• [STATED PROBLEM]
What follows is a set of records; restate each one word for word and drop the pictures.

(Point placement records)
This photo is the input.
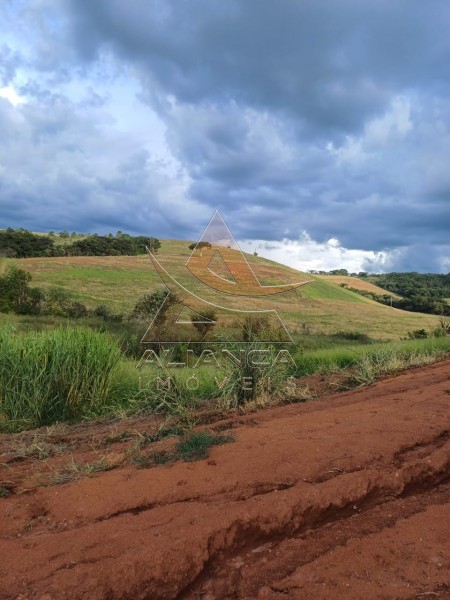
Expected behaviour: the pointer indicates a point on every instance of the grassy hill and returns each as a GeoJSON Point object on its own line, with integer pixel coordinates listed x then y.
{"type": "Point", "coordinates": [358, 284]}
{"type": "Point", "coordinates": [324, 306]}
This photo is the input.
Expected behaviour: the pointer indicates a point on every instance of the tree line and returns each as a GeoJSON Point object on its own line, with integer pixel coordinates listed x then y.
{"type": "Point", "coordinates": [20, 243]}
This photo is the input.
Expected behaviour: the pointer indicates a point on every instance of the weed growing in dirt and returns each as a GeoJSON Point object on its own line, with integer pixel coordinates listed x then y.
{"type": "Point", "coordinates": [196, 445]}
{"type": "Point", "coordinates": [193, 446]}
{"type": "Point", "coordinates": [75, 470]}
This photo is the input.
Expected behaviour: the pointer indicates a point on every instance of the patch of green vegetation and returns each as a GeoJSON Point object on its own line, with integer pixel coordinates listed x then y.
{"type": "Point", "coordinates": [196, 445]}
{"type": "Point", "coordinates": [192, 447]}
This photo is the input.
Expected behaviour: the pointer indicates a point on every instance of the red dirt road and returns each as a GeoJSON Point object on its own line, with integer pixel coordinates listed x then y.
{"type": "Point", "coordinates": [347, 497]}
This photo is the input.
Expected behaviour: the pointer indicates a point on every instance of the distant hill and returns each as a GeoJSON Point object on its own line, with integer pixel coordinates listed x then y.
{"type": "Point", "coordinates": [324, 306]}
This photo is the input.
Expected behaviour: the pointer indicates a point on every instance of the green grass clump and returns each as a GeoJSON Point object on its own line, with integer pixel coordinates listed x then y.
{"type": "Point", "coordinates": [56, 375]}
{"type": "Point", "coordinates": [196, 445]}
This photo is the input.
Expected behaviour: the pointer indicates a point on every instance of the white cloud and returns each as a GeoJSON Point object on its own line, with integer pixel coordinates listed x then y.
{"type": "Point", "coordinates": [306, 254]}
{"type": "Point", "coordinates": [11, 95]}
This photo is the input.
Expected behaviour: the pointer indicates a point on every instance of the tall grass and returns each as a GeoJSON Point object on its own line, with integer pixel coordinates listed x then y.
{"type": "Point", "coordinates": [380, 358]}
{"type": "Point", "coordinates": [55, 375]}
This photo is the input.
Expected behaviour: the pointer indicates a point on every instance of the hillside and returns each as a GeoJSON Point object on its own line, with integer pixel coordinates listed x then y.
{"type": "Point", "coordinates": [118, 281]}
{"type": "Point", "coordinates": [364, 285]}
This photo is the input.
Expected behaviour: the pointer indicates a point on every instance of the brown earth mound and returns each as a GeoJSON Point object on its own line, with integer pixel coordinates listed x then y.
{"type": "Point", "coordinates": [347, 497]}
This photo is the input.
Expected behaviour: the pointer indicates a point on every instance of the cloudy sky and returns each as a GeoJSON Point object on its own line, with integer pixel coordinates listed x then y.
{"type": "Point", "coordinates": [320, 129]}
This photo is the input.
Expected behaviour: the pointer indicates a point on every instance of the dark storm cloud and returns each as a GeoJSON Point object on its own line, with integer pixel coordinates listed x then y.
{"type": "Point", "coordinates": [326, 117]}
{"type": "Point", "coordinates": [332, 64]}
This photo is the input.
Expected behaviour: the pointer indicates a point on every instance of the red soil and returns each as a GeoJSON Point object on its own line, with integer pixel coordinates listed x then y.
{"type": "Point", "coordinates": [347, 497]}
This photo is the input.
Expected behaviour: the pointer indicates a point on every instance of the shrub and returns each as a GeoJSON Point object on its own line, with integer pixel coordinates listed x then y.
{"type": "Point", "coordinates": [417, 334]}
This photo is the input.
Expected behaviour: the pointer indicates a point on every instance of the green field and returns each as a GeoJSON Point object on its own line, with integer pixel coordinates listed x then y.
{"type": "Point", "coordinates": [322, 307]}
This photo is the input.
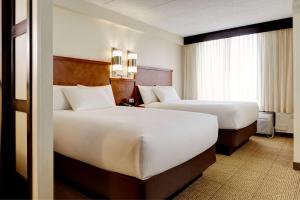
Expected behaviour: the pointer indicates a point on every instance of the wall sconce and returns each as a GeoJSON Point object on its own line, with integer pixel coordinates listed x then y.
{"type": "Point", "coordinates": [132, 62]}
{"type": "Point", "coordinates": [117, 61]}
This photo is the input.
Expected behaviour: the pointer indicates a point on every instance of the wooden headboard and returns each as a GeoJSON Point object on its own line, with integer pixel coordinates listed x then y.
{"type": "Point", "coordinates": [150, 76]}
{"type": "Point", "coordinates": [74, 71]}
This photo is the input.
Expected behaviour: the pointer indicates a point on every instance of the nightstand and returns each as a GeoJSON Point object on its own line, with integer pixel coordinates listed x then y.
{"type": "Point", "coordinates": [123, 89]}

• [TASK SOLUTION]
This photo is the input.
Expected behaviour: the pointer indicates a point on every instance of the grassy hill and returns each as a GeoJSON Point object on its own line, with integer pixel coordinates listed x then y.
{"type": "Point", "coordinates": [358, 284]}
{"type": "Point", "coordinates": [324, 306]}
This photo is the input.
Expected behaviour: the pointer indicates a point on every instance of the tree line and returns each as a GeoJSON Point object on its own line, with integer pixel coordinates listed x then y.
{"type": "Point", "coordinates": [20, 243]}
This photo is the input.
Expected behaviour: the pointer indicates a point on every instance of the weed growing in dirt and returns each as a GeoJSON Point object on its own line, with integer pixel coordinates listed x then y.
{"type": "Point", "coordinates": [196, 445]}
{"type": "Point", "coordinates": [193, 446]}
{"type": "Point", "coordinates": [75, 470]}
This photo is the input.
Expected behaviour: the pointer indicates a point on every instance of the patch of green vegetation and returns each as a GeoJSON Point object on its own line, with integer pixel coordinates listed x then y.
{"type": "Point", "coordinates": [196, 445]}
{"type": "Point", "coordinates": [192, 447]}
This photo is the input.
Expected behaviour: the pointer indicates a point on every instance of the red dirt road and returns each as a GeoJSON Point object on its own line, with integer pixel coordinates listed x then y.
{"type": "Point", "coordinates": [347, 497]}
This photo is the input.
Expected behaviour: the pointer indicates a point on every instance of the distant hill and returns each as a GeoJSON Point object on its own line, with integer pixel coordinates listed x then y.
{"type": "Point", "coordinates": [324, 306]}
This photo is the input.
Expected behaviour: the pointer indicates a point on every instance of the green grass clump and returns each as a GeoJSON Point object on its own line, with integer pixel coordinates listed x then y.
{"type": "Point", "coordinates": [56, 375]}
{"type": "Point", "coordinates": [196, 445]}
This photo is the input.
Expected behaviour: the pointer indicates a point on every instance of the white cloud and returns each as a GeoJSON Point object on its own line, with integer pixel coordinates listed x then y.
{"type": "Point", "coordinates": [306, 254]}
{"type": "Point", "coordinates": [11, 95]}
This photo is the input.
Expected behaviour: the pointer indicates a point on every instance of the tall grass and returns each as a GeoJSON Point object on its own line, with integer pixel coordinates listed x then y.
{"type": "Point", "coordinates": [380, 358]}
{"type": "Point", "coordinates": [55, 375]}
This photo is the input.
Expected behaviour: the pointer indicates a point on every instance of the hillside and returns each as a GeoJSON Point object on its own line, with integer pixel coordinates listed x then y.
{"type": "Point", "coordinates": [118, 281]}
{"type": "Point", "coordinates": [364, 285]}
This photo is the input.
Expected behaviour: the pointer indicates a point on every instance of the brown earth mound and returns each as a GeoJSON Point object on its own line, with integer pixel coordinates listed x then y.
{"type": "Point", "coordinates": [347, 497]}
This photo is the input.
Expected behaviour: the pointer indicates a point on every instance of the cloudy sky and returns each as a GeoJSON Point object on its own line, with integer pixel coordinates listed x then y.
{"type": "Point", "coordinates": [320, 129]}
This photo is the input.
Expected behaviour: the pointer indicates a point on every instance of the dark storm cloud and returns each as a GeoJSON Point object on its own line, with integer pixel coordinates listed x then y.
{"type": "Point", "coordinates": [326, 117]}
{"type": "Point", "coordinates": [332, 64]}
This photo is the input.
Expected behaviour: the pointer indicates a point on every instance of the red soil and returns each as a GeoJSON Point object on its own line, with integer pixel coordinates listed x then y.
{"type": "Point", "coordinates": [347, 497]}
This photo is the input.
Expected behaviour: the pointer indicates a point on every instance of the shrub and returns each as a GeoJSON Point object on its own line, with integer pixel coordinates listed x then y.
{"type": "Point", "coordinates": [417, 334]}
This photo is the input.
Expected behaviour: the pointer indicates a point on every instance of the green field and returns each as a GeoJSON Point object on its own line, with integer pixel coordinates listed x then y.
{"type": "Point", "coordinates": [322, 307]}
This photo is the input.
Expected behaviour: the pointer indicates a point on every instance of the wall sconce and returns each as a GeoJSON Point object on its own line, with integer pixel coordinates listed x then y.
{"type": "Point", "coordinates": [132, 62]}
{"type": "Point", "coordinates": [117, 61]}
This photo is the input.
Expected behaviour: the pointer indicates a point on every instance of the wooden headboard and returns each as a GeoJSON Point object on its own line, with integer pixel coordinates listed x then y.
{"type": "Point", "coordinates": [150, 76]}
{"type": "Point", "coordinates": [74, 71]}
This photo is the input.
Expected behaviour: the pointer indicates a point on every instance of the nightstand and returns each as a GeoJSON Point object on its own line, with integer pixel coordinates listed x then y.
{"type": "Point", "coordinates": [123, 89]}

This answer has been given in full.